Actions to take:
[a] Repeat word for word the part of the libtorrent security audit text starting at "The full report" and ending at "and version 2.0.2.".
[b] Continue the libtorrent security audit text from the point where it stops.

Selected text:
※ ※ ※

Author: | Arvid Norberg, arvid@libtorrent.org |
---|
In the 4th quarter of 2020 Mozilla Open Source Support Awards commissioned a security audit of libtorrent, to be performed by include security.
The full report from the audit can be found here.
This document discusses the issues raised by the report as well as describes the changes made to libtorrent in response to it. These changes were included in libtorrent version 1.2.12 and version 2.0.2.
Comments on this document are welcome through any of these means:
- email them to
arvid@libtorrent.org
- email to libtorrent mailing list
- an issue on github.
issues brought up in the report
- F1: Server-Side Request Forgery (SSRF)
- F2: Compile Options Can Remove Assert Security Validation
- F3: Confidential and Security Relevant Information Stored in Logs
- F4: Pseudo Random Number Generator Is Vulnerable to Prediction Attack
- F5: Potential Null Pointer Dereference Issues
- F6: Integer Overflow
- F7: Magnet URIs Allow IDNA Domain Names
- I1: Additional Documentation and Automation
- I2: Automated Fuzzer Generation
- I3: Type Confusion and Integer Overflow Improvements
For background, see OWASP definition of SSRF.
Running a tracker on the local network is an established use case for BitTorrent (here). Filtering all tracker requests to the local network is not feasible. Running a tracker on the loopback device would seem to only make sense for testing.
The SSRF issue is not limited to tracker URLs, but also applies to web seeds. A web seed can be embedded in a .torrent file as well as included in a magnet link.

※ ※ ※

Given material:

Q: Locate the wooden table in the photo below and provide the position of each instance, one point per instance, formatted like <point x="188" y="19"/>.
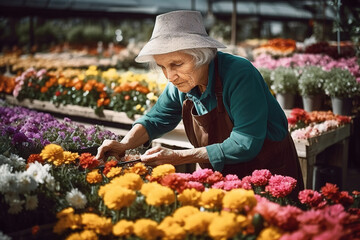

※ ※ ※

Expected outputs:
[a]
The full report from the audit can be found here.
This document discusses the issues raised by the report as well as describes the changes made to libtorrent in response to it. These changes were included in libtorrent version 1.2.12 and version 2.0.2.

[b]
The report says:
If user-controllable URLs must be requested then sanitizing them in a manner similar to the SafeCurl library is recommended (see the link in the reference section).
The SafeCurl library, as I understand is, sanitizes URLs based on include- and exclude lists of host names, IP addresses, ports, schemes.
Tracker URLs can be arbitrary URLs that libtorrent appends certain query string
parameters to (like &info_hash=
etc.). The path component of a tracker URL
is typically not relevant, and most trackers follow the convention of using
/announce
.
A web seed for a multi-file torrent cannot include any query string arguments and libtorrent will append the path to the file that's being requested. However, the response from the web seed can redirect to any arbitrary URL, including on the local network. A web seed for a single-file torrent can be any arbitrary URL.
Web seed HTTP requests will almost always be a range request (unless the file is so small to fit in one or a few pieces).
What heuristics and restrictions could libtorrent implement to mitigate attacks?
Both trackers and web seeds only use HTTP GET
request, i.e. no POST
for
example. This ought to protect certain APIs that mutate state.
The examples in the OWASP article are:
Cloud services such as AWS provide a REST interface on
http://169.254.169.254/
where important configuration and sometimes even
authentication keys can be extracted
The response from a REST API would have to be compatible with the BitTorrent tracker protocol, which is a bencoded structure with specific keys being mandatory (the protocol is defined here, with amendments here, here and here).
A tracker response that doesn't match this protocol will be ignored by libtorrent. The response will not be published and made available anywhere, including the logs. Therefore it's not likely there would be a way to extract data from a REST API via a tracker request.
NoSQL database such as MongoDB provide REST interfaces on HTTP ports. If the database is expected to only be available to internally, authentication may be disabled and the attacker can extract data
Since libtorrent doesn't make the response from a tracker request available to anybody, especially not if it's not a valid BitTorrent tracker response, it's not likely data can be extracted via such tracker URL. See previous section for details.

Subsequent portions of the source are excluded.